==== Supplied records ====

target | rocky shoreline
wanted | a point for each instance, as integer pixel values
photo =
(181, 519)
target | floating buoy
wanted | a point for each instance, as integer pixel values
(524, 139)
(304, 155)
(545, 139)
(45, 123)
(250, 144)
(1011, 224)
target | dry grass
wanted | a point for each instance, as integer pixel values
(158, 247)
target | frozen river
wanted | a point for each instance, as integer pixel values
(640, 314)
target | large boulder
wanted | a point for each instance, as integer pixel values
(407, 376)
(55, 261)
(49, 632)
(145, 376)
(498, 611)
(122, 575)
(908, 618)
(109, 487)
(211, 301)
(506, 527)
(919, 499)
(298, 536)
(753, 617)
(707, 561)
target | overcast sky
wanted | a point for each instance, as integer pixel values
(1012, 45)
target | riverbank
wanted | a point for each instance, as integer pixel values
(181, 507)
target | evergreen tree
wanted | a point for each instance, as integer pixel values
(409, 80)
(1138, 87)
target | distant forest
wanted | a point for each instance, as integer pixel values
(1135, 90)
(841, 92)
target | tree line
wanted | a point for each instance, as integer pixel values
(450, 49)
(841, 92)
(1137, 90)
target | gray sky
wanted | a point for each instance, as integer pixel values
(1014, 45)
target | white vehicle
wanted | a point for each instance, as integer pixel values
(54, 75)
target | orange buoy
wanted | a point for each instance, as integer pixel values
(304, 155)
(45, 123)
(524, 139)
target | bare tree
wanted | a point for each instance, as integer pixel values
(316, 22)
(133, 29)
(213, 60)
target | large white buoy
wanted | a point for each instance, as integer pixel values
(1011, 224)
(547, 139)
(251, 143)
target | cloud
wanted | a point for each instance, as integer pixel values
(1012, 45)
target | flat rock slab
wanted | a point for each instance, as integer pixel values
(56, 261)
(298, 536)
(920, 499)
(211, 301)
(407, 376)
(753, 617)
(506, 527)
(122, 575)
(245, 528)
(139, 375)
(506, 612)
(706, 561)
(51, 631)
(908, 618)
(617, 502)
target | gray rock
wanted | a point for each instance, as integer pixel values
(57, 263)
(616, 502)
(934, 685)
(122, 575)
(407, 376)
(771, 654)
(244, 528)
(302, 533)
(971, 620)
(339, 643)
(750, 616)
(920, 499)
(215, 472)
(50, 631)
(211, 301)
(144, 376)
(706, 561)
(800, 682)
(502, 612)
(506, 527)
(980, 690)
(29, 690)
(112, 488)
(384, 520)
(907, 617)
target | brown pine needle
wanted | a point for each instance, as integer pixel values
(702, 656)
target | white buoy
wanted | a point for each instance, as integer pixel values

====

> [Task statement]:
Please copy out each record, character for character.

> [Exercise result]:
target | rocky shoreline
wanted | a point for each instance, as integer pixel values
photo =
(181, 519)
target | floating buoy
wanted | a point for each instance, as integer pixel values
(524, 139)
(304, 155)
(545, 139)
(45, 123)
(250, 144)
(1011, 224)
target | dry grass
wanted | a point for each instance, as integer pixel values
(158, 247)
target | frozen river
wanted | a point for each instance, as integer pixel values
(640, 314)
target | large boulder
wanted | a point for each instance, as integer pixel values
(407, 376)
(55, 261)
(49, 632)
(145, 376)
(498, 611)
(122, 575)
(908, 618)
(109, 487)
(211, 301)
(506, 527)
(919, 499)
(298, 536)
(753, 617)
(707, 561)
target | overcast sky
wanted | a point for each instance, as integer pixel values
(1012, 45)
target | riverbank
wanted | a point for each instance, as integer pixel values
(181, 507)
target | evergreen tree
wanted | a point for each instance, as integer pixel values
(409, 80)
(1138, 87)
target | distant forest
wanted | a point for each instance, as integer pixel values
(1135, 90)
(841, 92)
target | tree line
wanted | a point for each instance, as integer pixel values
(450, 49)
(841, 92)
(1137, 90)
target | gray sky
wanted | a point for each instance, as integer pixel values
(1014, 45)
target | white vehicle
wanted | a point for each instance, as integer pixel values
(54, 75)
target | orange buoy
wanted | a point for each instance, as integer pixel values
(304, 155)
(45, 123)
(524, 139)
target | bare tree
wanted | a point for each instance, as integer pixel values
(316, 22)
(133, 29)
(213, 60)
target | large white buoy
wanted | a point for each instance, as integer pixel values
(1011, 224)
(547, 139)
(251, 143)
target | cloud
wanted | a point for each instance, as integer pixel values
(1012, 45)
target | flat rock slab
wanted | a point for each instance, as integer pixel values
(56, 261)
(298, 536)
(920, 499)
(211, 301)
(407, 376)
(753, 617)
(506, 527)
(122, 575)
(245, 528)
(139, 375)
(506, 612)
(706, 561)
(51, 631)
(908, 618)
(617, 502)
target | gray rock
wanted | a point for each instance, as integer pixel values
(57, 263)
(616, 502)
(934, 685)
(122, 575)
(407, 376)
(771, 654)
(244, 528)
(302, 533)
(971, 620)
(339, 643)
(750, 616)
(920, 499)
(215, 472)
(50, 631)
(211, 301)
(144, 376)
(706, 561)
(800, 682)
(502, 612)
(506, 527)
(980, 690)
(29, 690)
(112, 488)
(384, 520)
(907, 617)
target | brown pine needle
wanted | a point for each instance, as integer pixel values
(702, 656)
target | white buoy
wanted | a point for each instance, as integer pixel values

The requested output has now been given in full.